▶ _Text to read_
>> START
Today we’re doing chickpeas for breakfast, and not the savory kind! These chickpea almond pancakes are grain-free, full of nutrition (but also some sugar), and perfect with a drizzle of maple syrup. In case you’re joining mid-month, my Vegan MoFo 2014 theme is Legume Appreciation Month. All throughout September I will be sharing recipes that, well, appreciate legumes! Click here for the introduction post.
I absolutely LOVE pancakes. I don’t eat them very often, though. For one thing, I am too ravenously hungry in the mornings to spend time measuring things. I usually go for immediate breakfast gratification in the form of overnight oats. For another, as I’ve mentioned before, I don’t take well to large amounts of sugar. A typical stack of pancakes will send me into a food coma for the next few hours.
That said, I will admit that food comas are totally worth it sometimes. We had breakfast-for-dinner in acknowledgement of this possibility, but I did also take some steps to reduce the glycemic index in this recipe, so that it’s easier to enjoy these pancakes at any time of day.
I know from making savory chickpea pancakes in the past that chickpea flour has a delightfully fluffy texture. I also used part almond flour to add a little bit of sweetness and nutty flavor. Thanks to the coconut milk, there is no danger of the pancakes being gummy – and thanks to the lack of grains in the batter, there is no danger of overmixing! I love that. Seeing lumps in my batter always just feels wrong. Even if they’re supposed to be there.
The legume breakfast recipe I originally had planned was a vegan strata, and that did NOT turn out. Trust me. It was kind of a blessing in disguise, though, because these chickpea almond pancakes were fabulous. Just promise me that you will use real maple syrup. It doesn’t have to be the fancy grade. I usually just buy the store brand, so it’s really not terribly expensive, and it’s so worth it.
Chickpea Almond Pancakes
- 1/2 cup + 2 tbsp coconut milk (the kind that comes in a can, shaken thoroughly), plus more as needed
- 1 tsp apple cider vinegar
- 3 tbsp maple syrup
- 2 tbsp coconut sugar
- 1 tsp vanilla extract
- 1/4 tsp almond extract (optional)
- 3/4 cup chickpea flour
- 1/4 cup almond meal (I use homemade)
- 1/4 tsp baking powder
- 1/4 tsp baking soda
- 1/8 tsp salt
- 1/4 tsp ground cinnamon
- coconut oil (spray or regular), for cooking
- In a small bowl, stir together the coconut milk and vinegar, and let sit for 5 minutes.
- Whisk in the maple syrup, coconut sugar, vanilla extract, and almond extract if using.
- In a separate bowl, stir together the chickpea flour, almond meal, baking powder, baking soda, salt, and cinnamon.
>> END
▶ _Information supplied_
>> START
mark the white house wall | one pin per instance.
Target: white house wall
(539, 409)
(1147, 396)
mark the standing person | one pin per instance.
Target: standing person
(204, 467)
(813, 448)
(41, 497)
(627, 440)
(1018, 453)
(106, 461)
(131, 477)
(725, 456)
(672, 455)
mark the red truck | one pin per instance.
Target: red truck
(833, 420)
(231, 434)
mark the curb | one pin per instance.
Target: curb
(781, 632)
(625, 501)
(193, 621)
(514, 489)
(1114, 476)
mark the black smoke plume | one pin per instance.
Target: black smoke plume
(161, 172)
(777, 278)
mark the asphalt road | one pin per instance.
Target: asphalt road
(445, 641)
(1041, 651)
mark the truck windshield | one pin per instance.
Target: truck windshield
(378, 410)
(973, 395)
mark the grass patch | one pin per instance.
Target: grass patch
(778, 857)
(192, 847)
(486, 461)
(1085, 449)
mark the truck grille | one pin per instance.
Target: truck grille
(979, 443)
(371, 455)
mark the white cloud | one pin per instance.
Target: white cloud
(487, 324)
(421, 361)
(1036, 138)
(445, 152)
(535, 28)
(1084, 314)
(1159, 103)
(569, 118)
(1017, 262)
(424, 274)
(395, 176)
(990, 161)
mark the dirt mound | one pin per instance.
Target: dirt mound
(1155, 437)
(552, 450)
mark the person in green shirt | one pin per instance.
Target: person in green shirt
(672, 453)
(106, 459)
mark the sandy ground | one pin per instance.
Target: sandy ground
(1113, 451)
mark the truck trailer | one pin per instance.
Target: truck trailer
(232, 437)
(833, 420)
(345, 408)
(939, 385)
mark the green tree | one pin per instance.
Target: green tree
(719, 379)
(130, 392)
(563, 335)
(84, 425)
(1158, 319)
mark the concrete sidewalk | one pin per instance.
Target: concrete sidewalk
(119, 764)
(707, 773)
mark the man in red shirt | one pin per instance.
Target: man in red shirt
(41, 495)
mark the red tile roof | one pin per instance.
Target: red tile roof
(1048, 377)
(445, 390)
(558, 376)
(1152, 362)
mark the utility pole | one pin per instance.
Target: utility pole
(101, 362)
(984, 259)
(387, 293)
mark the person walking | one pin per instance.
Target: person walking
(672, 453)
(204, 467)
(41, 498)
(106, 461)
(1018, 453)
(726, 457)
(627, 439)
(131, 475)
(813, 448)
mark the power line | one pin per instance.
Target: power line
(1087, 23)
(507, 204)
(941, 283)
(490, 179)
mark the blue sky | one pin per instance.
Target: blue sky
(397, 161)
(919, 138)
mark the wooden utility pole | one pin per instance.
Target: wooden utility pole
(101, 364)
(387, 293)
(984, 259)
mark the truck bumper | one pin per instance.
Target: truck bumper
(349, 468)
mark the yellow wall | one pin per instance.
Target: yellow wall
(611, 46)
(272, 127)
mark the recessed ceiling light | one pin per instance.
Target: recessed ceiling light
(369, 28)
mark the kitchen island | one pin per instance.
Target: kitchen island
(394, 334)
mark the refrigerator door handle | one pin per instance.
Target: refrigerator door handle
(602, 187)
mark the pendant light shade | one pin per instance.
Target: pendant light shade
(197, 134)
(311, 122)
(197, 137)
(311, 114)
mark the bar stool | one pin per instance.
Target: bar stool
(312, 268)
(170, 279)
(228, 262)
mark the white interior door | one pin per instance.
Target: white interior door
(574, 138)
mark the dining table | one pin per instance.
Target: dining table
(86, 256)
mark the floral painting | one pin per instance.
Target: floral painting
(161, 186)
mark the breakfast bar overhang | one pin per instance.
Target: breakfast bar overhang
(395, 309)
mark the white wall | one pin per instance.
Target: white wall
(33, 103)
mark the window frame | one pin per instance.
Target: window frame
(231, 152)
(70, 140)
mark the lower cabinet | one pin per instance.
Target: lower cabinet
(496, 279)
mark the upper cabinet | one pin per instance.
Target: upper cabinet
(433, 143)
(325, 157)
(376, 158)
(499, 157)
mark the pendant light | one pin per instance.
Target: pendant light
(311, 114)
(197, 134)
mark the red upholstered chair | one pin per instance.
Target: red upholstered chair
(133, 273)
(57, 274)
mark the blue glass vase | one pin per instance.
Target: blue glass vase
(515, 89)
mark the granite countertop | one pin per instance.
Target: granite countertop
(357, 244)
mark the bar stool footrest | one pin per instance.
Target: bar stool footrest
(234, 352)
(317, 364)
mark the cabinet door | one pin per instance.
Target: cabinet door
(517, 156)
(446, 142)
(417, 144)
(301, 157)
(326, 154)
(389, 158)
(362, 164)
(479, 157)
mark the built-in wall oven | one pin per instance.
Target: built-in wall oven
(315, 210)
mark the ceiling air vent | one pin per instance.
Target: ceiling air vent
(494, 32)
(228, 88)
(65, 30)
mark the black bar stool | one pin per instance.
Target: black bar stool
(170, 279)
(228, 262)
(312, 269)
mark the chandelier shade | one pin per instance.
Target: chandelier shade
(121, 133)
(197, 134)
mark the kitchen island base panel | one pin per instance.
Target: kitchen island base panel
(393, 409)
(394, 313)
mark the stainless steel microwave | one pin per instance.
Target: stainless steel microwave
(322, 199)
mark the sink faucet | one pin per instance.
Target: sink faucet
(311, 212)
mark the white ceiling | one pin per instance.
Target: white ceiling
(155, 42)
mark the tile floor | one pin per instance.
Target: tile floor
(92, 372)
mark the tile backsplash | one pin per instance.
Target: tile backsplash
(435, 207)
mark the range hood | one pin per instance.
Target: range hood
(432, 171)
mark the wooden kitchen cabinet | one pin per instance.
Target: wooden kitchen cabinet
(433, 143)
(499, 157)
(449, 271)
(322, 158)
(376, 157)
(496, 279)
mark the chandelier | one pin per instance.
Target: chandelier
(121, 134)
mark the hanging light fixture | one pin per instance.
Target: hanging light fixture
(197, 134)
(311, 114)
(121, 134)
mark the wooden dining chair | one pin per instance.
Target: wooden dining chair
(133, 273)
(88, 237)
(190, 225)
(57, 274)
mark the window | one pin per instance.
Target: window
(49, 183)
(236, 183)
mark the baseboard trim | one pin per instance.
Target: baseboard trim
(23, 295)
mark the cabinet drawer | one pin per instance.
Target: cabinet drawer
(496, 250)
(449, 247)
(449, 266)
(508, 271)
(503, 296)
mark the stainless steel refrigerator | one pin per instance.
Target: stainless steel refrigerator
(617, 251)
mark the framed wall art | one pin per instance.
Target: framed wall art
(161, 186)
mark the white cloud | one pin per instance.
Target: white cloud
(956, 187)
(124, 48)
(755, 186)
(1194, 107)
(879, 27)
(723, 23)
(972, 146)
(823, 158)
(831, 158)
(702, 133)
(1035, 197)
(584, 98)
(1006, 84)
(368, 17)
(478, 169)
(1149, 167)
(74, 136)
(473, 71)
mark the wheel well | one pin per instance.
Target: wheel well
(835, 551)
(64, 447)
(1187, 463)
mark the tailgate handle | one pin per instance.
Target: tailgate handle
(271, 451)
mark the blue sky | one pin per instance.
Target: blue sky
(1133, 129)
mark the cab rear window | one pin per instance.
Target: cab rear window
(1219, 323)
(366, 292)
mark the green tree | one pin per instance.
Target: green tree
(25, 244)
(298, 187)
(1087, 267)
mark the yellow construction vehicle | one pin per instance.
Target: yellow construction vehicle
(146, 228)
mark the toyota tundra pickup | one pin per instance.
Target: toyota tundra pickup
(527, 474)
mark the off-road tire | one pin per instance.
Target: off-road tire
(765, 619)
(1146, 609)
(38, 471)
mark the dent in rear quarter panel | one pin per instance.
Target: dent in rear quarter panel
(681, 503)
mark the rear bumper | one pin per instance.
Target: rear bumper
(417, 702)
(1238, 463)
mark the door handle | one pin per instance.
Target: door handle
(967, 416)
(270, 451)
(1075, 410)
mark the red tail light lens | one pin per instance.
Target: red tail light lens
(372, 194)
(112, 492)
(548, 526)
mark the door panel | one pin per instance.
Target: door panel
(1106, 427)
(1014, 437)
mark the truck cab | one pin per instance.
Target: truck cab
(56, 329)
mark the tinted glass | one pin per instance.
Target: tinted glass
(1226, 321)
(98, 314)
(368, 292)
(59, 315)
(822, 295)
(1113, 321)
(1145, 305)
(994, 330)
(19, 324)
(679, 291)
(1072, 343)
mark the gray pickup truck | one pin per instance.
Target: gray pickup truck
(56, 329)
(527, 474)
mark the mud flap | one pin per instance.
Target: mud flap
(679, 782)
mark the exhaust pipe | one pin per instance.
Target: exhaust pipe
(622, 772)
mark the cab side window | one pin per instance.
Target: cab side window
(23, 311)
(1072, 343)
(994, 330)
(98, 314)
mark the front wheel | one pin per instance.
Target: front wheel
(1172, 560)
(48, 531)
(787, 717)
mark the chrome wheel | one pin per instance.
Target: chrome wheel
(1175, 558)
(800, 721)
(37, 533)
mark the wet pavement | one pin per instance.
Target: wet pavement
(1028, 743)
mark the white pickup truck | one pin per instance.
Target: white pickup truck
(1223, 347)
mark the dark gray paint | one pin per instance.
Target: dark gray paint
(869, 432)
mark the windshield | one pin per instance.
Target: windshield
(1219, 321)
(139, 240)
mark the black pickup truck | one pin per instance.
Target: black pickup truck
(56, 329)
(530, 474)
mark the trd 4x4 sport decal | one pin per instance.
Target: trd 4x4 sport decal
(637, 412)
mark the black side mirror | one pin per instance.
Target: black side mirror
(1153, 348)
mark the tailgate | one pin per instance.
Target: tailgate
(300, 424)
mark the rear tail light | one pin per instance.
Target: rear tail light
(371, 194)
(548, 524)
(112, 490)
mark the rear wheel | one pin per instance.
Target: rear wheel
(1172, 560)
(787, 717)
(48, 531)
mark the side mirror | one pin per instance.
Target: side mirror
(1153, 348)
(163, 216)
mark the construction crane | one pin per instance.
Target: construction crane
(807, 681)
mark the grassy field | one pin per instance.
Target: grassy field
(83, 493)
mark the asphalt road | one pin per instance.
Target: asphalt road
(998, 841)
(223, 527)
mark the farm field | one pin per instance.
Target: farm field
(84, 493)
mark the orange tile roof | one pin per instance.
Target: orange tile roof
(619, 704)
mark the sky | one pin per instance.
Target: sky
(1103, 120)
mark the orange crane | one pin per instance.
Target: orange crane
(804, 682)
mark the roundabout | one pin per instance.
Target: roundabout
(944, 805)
>> END
▶ _What to do_
Answer the following from the chickpea pancake post.
(a) What does the writer usually eat for breakfast instead of pancakes?
(b) Which legume breakfast recipe had the writer originally planned?
(c) How long should the coconut milk and vinegar sit after being stirred together?

▶ _Output for this task_
(a) Overnight oats.
(b) A vegan strata.
(c) 5 minutes.